## Stated exercise
Write out the lines from the line with "Target: hazy sky" to the end of the lines exactly as they appear, leaving the pictures out of your answer.

## Data
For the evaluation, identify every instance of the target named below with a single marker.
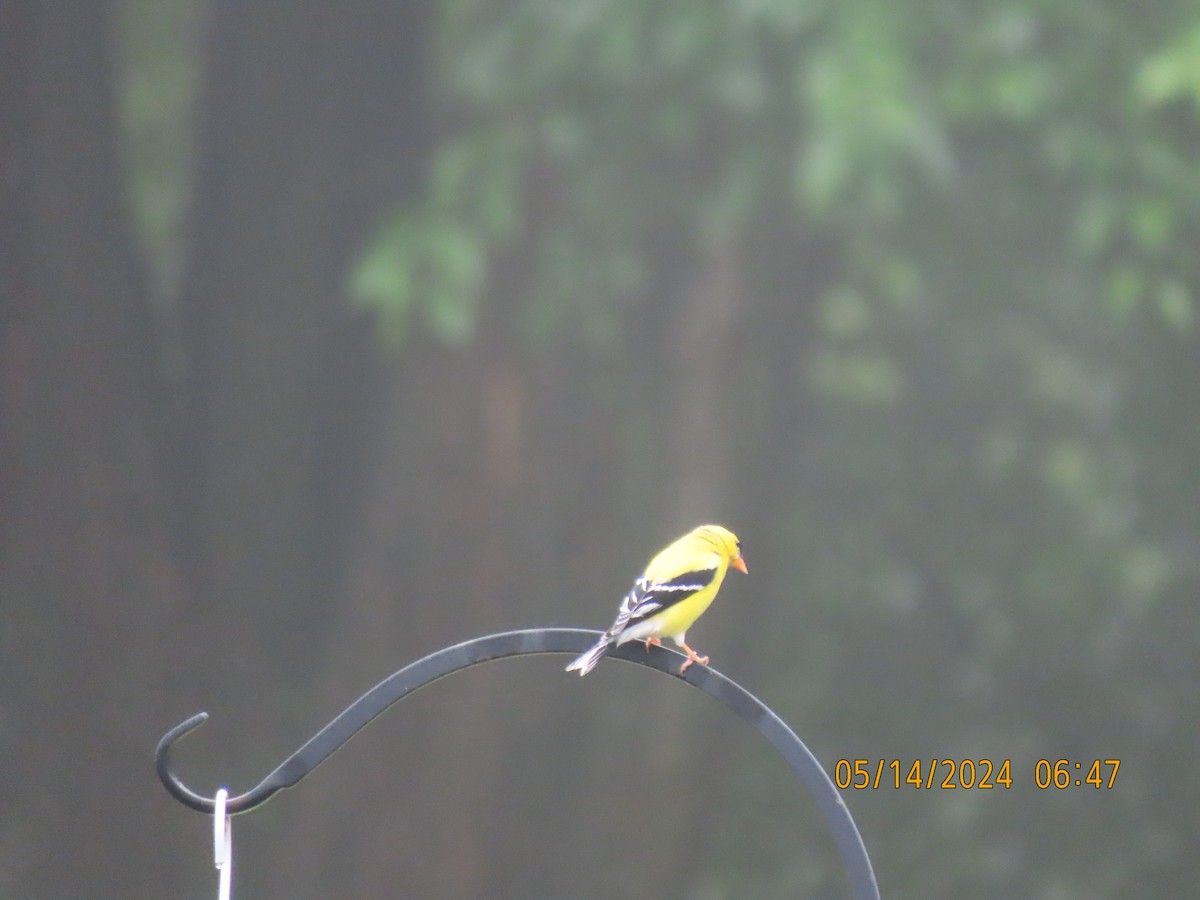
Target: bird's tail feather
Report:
(588, 661)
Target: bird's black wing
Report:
(647, 599)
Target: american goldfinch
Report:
(677, 586)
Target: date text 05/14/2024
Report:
(972, 774)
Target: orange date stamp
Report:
(971, 774)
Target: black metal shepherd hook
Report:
(520, 643)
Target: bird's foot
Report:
(693, 657)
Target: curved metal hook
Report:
(519, 643)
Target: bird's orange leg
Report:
(693, 657)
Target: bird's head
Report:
(725, 543)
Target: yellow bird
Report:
(677, 586)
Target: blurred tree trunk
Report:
(85, 574)
(312, 125)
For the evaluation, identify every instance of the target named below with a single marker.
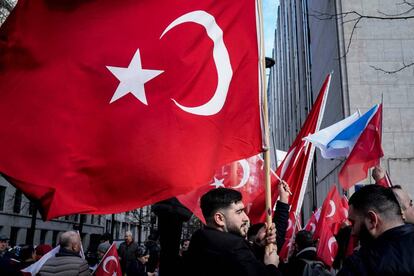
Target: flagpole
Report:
(266, 138)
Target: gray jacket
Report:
(66, 263)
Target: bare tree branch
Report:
(405, 66)
(410, 9)
(356, 17)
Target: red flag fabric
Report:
(327, 247)
(332, 214)
(313, 221)
(365, 154)
(296, 165)
(246, 176)
(109, 264)
(293, 227)
(106, 107)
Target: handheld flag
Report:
(365, 154)
(106, 108)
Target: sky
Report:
(269, 17)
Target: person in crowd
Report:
(102, 248)
(27, 256)
(386, 241)
(137, 266)
(406, 203)
(154, 249)
(304, 252)
(100, 253)
(221, 248)
(4, 245)
(67, 261)
(184, 244)
(281, 215)
(106, 237)
(127, 250)
(404, 199)
(41, 250)
(280, 219)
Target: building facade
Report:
(314, 38)
(16, 218)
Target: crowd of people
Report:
(380, 220)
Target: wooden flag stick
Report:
(266, 146)
(280, 179)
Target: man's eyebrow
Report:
(241, 209)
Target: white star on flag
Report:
(132, 79)
(218, 183)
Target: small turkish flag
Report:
(332, 213)
(107, 107)
(313, 221)
(244, 175)
(109, 265)
(327, 246)
(293, 227)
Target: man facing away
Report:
(386, 242)
(67, 261)
(221, 247)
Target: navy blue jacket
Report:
(390, 254)
(213, 252)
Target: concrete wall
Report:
(385, 44)
(309, 45)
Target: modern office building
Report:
(314, 38)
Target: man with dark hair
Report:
(386, 242)
(406, 203)
(127, 250)
(221, 247)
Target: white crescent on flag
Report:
(221, 60)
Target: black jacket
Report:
(127, 253)
(213, 252)
(136, 268)
(280, 219)
(389, 254)
(296, 263)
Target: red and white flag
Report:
(332, 213)
(108, 107)
(244, 175)
(109, 265)
(327, 247)
(365, 154)
(296, 166)
(293, 227)
(313, 221)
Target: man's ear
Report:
(219, 219)
(372, 220)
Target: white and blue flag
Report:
(339, 139)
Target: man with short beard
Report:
(386, 242)
(221, 247)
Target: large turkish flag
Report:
(108, 106)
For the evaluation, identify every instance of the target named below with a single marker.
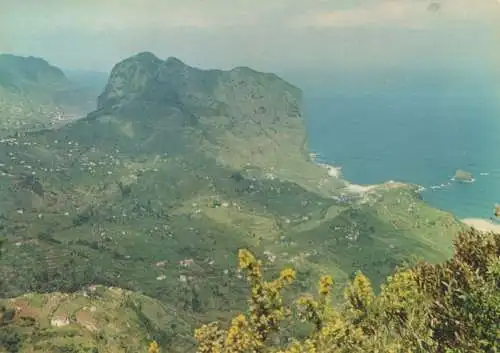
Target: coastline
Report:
(482, 224)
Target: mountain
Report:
(35, 94)
(177, 169)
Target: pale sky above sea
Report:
(270, 35)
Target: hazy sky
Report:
(270, 35)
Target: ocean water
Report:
(417, 128)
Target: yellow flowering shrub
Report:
(410, 315)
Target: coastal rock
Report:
(463, 176)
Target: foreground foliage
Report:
(449, 307)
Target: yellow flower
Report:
(153, 347)
(245, 258)
(325, 284)
(287, 275)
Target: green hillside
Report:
(176, 170)
(36, 95)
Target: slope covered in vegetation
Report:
(176, 170)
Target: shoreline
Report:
(481, 224)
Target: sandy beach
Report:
(482, 224)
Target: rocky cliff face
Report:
(240, 117)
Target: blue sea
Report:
(413, 127)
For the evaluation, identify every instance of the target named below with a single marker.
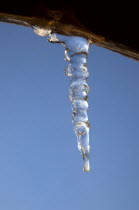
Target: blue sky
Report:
(40, 165)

## Answer to the exercise
Target: hazy sky
Report:
(270, 35)
Target: ocean water
Report:
(417, 128)
Target: yellow flowering shrub
Report:
(410, 315)
Target: coastal rock
Report:
(463, 176)
Target: foreground foliage
Report:
(449, 307)
Target: yellow flower
Report:
(153, 347)
(245, 258)
(325, 284)
(287, 275)
Target: green hillside
Report:
(176, 170)
(36, 95)
Target: slope covered in vegetation
Report:
(176, 170)
Target: shoreline
Report:
(481, 224)
Target: sandy beach
Report:
(482, 224)
Target: rocky cliff face
Report:
(240, 117)
Target: blue sea
Report:
(413, 127)
For the evaluation, identify every instance of the target named below with a single marker.
Target: blue sky
Report:
(40, 165)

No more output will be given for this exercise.